-- TASK A --
Update the court opinion, starting with "Mother gave birth" and going on through "for their needs.", so that "twin girls" is replaced by "twin daughters".
-- TASK B --
Answer these questions from the court opinion:
(i) On what date did the mother and the children move out of the grandmother's home?
(ii) On what date was the trial held?
(iii) Which district decided In the Matter of C.E.R.?

Missouri Court of Appeals, Eastern District, Division One.

December 24, 1991.

*548 Andrew R. Kasnetz, Davis & Davis, St. Louis, for defendant/appellant.

Susan M. Hais, Theresa Counts Burke, Summers, Compton, Wells & Hamburg, St. Louis, for plaintiff/respondent.

REINHARD, Presiding Judge.

Paternal grandmother sought visitation rights with her grandchildren. The trial court granted her petition. Mother appeals. We affirm.

Mother gave birth out of wedlock to twin girls on December 16, 1985. The father of the children was grandmother's son. Mother and the twins have lived with paternal grandparents on two occasions totaling approximately one and a half years. Grandparents have taken the children on trips and have purchased clothing for them and otherwise helped provide for their needs.

Mother and the children moved out of grandmother's home in St. Louis County on November 28, 1989 and grandmother was not aware of their subsequent whereabouts. On January 12, 1990, grandmother filed a petition for visitation rights under § 452.402, RSMo 1986 (Supp.1990), alleging she had been unreasonably denied visitation with the twins for a period exceeding 90 days. At trial, grandmother testified that although the entire period of 90 days had not elapsed when the petition was filed, this allegation was based upon her anticipation that visitation would be denied for 90 days.

The trial was held on August 2, 1990. Mother testified that she did not want the children to visit grandparents until the case was settled. The trial court concluded that grandmother had been unreasonably denied visitation for a period exceeding 90 days prior to trial and that this satisfied the statutory requirement.[1] The court also found that it was in the best interests of the children to have ongoing and regular contact with their paternal grandparents, as required by the statute.

We are guided by the standard of review articulated in Murphy v. Carron, 536 S.W.2d 30 (Mo. banc 1976). We affirm the judgment of the trial court unless there is no substantial evidence to support it, unless it is against the weight of the evidence, unless it erroneously declares the law or unless it erroneously applies the law. Id. at 32.

Mother argues that grandmother does not have standing to bring this action under § 452.402 "because of the absence of a marital relationship between the parents of the minor children." This issue is governed by the recent case of In the Matter of C.E.R., 796 S.W.2d 423 (Mo.App.1990). In that case, the Southern District held that § 452.402 applied regardless of whether the parents of the grandchildren are married or unmarried. The court stated:

Grandparents of children born to an unmarried father could have been excluded from visitation rights had the legislature so intended it. Such grandparents wanting visitation could have been anticipated and as the legislature did not deny them visitation rights or otherwise exclude them, it is reasonable to assume that they have the same rights as the parents of a married father ... Nor do we find this to be an unreasonable result. A child and his grandparents have the same relationship regardless of whether his parents are married. The grandparents may, and perhaps should have, the same regard for the grandchild born out of wedlock, as one born of married parents. The out-of-wedlock child may even need the love and assistance of the grandparents more than a child whose parents are married and live together.

[Object point labels]
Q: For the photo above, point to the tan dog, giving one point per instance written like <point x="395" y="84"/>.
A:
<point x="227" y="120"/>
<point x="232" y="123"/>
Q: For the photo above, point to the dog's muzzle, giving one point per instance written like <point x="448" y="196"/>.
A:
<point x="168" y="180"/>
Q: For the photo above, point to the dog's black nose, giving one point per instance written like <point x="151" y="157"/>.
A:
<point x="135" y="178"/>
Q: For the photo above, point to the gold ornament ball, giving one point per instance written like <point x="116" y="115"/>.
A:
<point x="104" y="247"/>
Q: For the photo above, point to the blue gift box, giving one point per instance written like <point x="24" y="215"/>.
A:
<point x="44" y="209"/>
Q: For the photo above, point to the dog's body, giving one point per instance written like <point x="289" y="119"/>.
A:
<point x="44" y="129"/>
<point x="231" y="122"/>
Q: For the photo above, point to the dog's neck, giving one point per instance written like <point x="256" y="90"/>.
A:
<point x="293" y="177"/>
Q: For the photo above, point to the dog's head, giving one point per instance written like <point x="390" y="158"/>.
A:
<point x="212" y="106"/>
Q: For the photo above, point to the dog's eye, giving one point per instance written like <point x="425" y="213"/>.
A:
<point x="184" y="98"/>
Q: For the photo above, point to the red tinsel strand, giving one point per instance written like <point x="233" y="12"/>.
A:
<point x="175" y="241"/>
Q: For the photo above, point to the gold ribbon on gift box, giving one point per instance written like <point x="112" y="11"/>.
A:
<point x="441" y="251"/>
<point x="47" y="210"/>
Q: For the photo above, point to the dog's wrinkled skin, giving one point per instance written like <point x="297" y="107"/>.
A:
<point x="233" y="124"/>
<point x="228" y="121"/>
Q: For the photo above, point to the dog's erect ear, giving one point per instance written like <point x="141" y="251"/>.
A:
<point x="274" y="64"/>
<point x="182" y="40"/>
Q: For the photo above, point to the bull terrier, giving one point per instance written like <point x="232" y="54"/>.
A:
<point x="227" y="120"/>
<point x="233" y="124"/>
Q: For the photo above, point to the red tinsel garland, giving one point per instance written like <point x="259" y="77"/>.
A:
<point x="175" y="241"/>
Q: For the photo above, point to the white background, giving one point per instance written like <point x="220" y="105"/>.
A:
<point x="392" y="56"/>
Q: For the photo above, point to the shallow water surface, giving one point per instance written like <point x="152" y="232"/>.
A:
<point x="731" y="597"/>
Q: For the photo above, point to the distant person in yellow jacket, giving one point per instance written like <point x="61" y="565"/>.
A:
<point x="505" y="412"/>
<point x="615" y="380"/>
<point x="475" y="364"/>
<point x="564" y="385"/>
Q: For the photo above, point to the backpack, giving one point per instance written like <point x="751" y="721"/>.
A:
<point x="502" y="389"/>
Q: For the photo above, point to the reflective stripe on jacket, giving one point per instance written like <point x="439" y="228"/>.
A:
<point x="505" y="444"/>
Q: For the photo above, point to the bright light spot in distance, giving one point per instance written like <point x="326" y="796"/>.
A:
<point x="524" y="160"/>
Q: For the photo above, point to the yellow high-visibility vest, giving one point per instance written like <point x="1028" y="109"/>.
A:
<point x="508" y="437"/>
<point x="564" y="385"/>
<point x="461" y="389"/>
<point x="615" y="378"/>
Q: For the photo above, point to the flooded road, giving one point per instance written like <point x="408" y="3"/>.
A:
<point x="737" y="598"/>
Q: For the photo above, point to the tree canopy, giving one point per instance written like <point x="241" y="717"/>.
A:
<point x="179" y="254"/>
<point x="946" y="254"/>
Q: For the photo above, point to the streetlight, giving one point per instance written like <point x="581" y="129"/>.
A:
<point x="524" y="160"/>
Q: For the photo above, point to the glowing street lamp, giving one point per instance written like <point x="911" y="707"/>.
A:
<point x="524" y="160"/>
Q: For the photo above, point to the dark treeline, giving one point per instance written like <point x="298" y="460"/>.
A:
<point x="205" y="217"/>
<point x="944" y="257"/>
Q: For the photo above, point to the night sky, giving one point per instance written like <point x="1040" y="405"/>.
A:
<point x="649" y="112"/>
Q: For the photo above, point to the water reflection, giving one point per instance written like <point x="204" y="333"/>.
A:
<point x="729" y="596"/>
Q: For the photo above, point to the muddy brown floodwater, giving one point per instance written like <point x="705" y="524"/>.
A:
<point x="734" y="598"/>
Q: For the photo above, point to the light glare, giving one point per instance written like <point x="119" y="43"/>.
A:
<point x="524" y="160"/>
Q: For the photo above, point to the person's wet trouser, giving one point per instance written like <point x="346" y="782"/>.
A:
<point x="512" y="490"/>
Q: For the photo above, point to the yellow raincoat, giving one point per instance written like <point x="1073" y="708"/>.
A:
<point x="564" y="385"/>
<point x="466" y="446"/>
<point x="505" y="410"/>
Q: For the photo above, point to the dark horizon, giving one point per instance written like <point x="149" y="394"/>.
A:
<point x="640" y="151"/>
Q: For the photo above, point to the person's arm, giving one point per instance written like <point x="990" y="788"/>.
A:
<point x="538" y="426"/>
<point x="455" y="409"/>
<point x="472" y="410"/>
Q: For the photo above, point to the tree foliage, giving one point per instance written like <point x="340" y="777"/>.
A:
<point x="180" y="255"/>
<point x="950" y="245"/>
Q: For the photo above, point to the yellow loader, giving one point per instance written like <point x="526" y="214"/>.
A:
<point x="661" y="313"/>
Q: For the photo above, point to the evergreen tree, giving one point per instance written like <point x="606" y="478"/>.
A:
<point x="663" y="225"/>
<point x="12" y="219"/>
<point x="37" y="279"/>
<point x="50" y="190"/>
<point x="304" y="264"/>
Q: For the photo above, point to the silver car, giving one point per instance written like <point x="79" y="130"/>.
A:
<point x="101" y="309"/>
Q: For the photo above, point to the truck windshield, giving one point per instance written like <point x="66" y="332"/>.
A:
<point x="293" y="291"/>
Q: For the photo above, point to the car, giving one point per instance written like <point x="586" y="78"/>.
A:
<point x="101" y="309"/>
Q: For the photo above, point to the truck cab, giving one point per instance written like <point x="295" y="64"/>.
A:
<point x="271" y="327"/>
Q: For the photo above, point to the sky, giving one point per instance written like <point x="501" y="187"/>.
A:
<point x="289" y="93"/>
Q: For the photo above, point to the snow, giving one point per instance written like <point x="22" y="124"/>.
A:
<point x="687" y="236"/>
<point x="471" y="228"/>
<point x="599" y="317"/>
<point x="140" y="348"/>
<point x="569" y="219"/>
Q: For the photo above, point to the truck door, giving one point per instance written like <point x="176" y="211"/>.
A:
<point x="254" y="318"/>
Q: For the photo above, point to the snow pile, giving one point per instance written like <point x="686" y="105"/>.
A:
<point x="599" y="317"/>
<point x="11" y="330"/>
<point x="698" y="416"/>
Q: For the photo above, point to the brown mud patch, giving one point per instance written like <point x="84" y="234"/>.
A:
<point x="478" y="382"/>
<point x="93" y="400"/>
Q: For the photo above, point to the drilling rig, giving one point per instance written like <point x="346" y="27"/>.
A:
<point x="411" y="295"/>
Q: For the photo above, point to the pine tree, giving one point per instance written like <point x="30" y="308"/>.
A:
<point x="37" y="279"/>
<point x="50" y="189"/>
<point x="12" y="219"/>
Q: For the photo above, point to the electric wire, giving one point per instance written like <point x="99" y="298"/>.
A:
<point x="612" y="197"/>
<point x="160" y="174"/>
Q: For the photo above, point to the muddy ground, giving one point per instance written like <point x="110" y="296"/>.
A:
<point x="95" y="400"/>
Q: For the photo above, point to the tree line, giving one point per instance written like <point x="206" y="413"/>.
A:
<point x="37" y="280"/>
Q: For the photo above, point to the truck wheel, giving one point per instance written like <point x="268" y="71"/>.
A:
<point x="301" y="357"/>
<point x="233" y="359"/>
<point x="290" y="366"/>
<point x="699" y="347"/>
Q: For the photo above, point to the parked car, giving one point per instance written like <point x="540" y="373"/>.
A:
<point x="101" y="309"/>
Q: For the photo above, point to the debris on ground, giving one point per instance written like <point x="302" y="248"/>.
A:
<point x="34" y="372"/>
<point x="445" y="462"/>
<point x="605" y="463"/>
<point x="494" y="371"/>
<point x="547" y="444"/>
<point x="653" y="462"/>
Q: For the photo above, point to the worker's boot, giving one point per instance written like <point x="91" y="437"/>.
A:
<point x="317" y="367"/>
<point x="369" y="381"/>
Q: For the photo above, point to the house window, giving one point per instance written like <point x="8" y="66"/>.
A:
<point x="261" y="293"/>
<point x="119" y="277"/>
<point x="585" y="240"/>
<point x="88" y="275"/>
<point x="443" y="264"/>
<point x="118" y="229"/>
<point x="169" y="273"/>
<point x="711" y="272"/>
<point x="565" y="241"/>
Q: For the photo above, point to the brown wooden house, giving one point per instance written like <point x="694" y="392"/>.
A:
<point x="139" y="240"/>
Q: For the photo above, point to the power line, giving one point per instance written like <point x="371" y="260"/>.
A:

-- SOLUTION A --
Mother gave birth out of wedlock to twin daughters on December 16, 1985. The father of the children was grandmother's son. Mother and the twins have lived with paternal grandparents on two occasions totaling approximately one and a half years. Grandparents have taken the children on trips and have purchased clothing for them and otherwise helped provide for their needs.

-- SOLUTION B --
(i) November 28, 1989
(ii) August 2, 1990
(iii) The Southern District